View this email in your browser

Bringing fresh, local, and affordable produce to the Central Brooklyn Community of Bed Stuy, Crown Heights, and surrounding areas

Summer Season Newsletter 5, 10 July 2014


Fresh from the Field: 
Our fifth week's share

  • Hakurei turnips or green kohlrabi
  • Broccoli
  • Swiss Chard
  • Kale (Red Russian or Dinosaur)
  • Dill or cilantro
  • Lettuce
  • Cucumbers
  • Squashes
  • Scallions
  • Those with a flower share will receive sunflowers and snapdragons.
  • Those with a fruit share will receive strawberries.

Sustain our conversation

Tweet at us, already!
Email Carrette questions and concerns.
Comment on our WordPress blog.
Email our Google group recipes and swap requests.
A Letter from our Farmer Ted

Please note: Fruit shareholders will be getting Yonder Farm’s strawberries. I hope it hasn’t been too many. With cherries a bust, it's difficult to conjure an alternative. The season will be over soon, and blueberries will be coming along in their place. We have frozen some of our strawberries. We simply cut off the stems, slip them into a zip lock bag and place them in the freezer. They can then be run thru a blender and combined with a favorite beverage (or yogurt or ice cream) for a treat when strawberry season is a distant memory.

Our cucumbers and squashes have taken off because of the sun and heat of the past two weeks. We’ve added a number of new varieties of cucumbers in the search for a long, slender, seedless type that tastes good and yields well. Most of them are yielding well. Feel free to offer any feedback. The broccoli we’ll send this week is also a new variety. It’s called ‘Imperial.’ It seems to me to come without the bitterness of some summer broccolis. What do you think? Next week, we’ll send our first onions – a white cippolini called ‘Bianca,’ bunched red beets and collards. We’ll also be sending cucumbers, zucchinis, various greens, and your choice of dill or cilantro. Our tomatoes are beginning to turn color, our peppers are sizing up, our new potatoes are nearly ready for digging, and Rich Moses tells me the sweet corn is filling out. Summer has arrived in the upper Hudson Valley.   

Have a great week,

The Green Onion aka Scallion
From SF Gate

Green onions, also known as scallions or spring onions, contain a wide variety of health-enhancing compounds like vitamins, minerals and phytochemicals.

**Description of the task**
Print the stretch of the farm newsletter from "Sustain our conversation" through "and swap requests.", word for word.

**Saved data entries**
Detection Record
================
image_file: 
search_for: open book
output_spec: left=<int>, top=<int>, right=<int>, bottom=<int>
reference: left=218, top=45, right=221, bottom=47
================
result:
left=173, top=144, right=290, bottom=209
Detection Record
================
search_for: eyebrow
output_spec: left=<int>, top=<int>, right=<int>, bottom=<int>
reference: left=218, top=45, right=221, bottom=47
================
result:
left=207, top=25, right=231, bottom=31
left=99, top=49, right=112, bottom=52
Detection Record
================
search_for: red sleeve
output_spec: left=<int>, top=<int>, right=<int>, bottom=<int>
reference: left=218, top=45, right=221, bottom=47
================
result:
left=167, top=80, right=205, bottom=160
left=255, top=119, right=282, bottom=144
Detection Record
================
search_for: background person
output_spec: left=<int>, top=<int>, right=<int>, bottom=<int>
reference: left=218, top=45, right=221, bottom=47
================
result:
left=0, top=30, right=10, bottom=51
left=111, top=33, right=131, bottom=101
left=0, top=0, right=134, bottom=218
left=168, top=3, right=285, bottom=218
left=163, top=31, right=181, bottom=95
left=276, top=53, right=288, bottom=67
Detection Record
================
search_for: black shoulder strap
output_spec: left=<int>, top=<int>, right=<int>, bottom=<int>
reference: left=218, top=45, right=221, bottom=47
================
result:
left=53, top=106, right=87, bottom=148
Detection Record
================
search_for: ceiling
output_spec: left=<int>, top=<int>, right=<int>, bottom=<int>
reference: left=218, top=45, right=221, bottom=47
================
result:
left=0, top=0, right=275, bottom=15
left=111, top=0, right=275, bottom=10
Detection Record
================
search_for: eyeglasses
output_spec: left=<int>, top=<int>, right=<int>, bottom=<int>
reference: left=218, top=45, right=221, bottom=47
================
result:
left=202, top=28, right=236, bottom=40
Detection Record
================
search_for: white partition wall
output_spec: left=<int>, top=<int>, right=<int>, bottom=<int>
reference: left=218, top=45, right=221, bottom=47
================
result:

**Result of the task**
Sustain our conversation

Tweet at us, already!
Email Carrette questions and concerns.
Comment on our WordPress blog.
Email our Google group recipes and swap requests.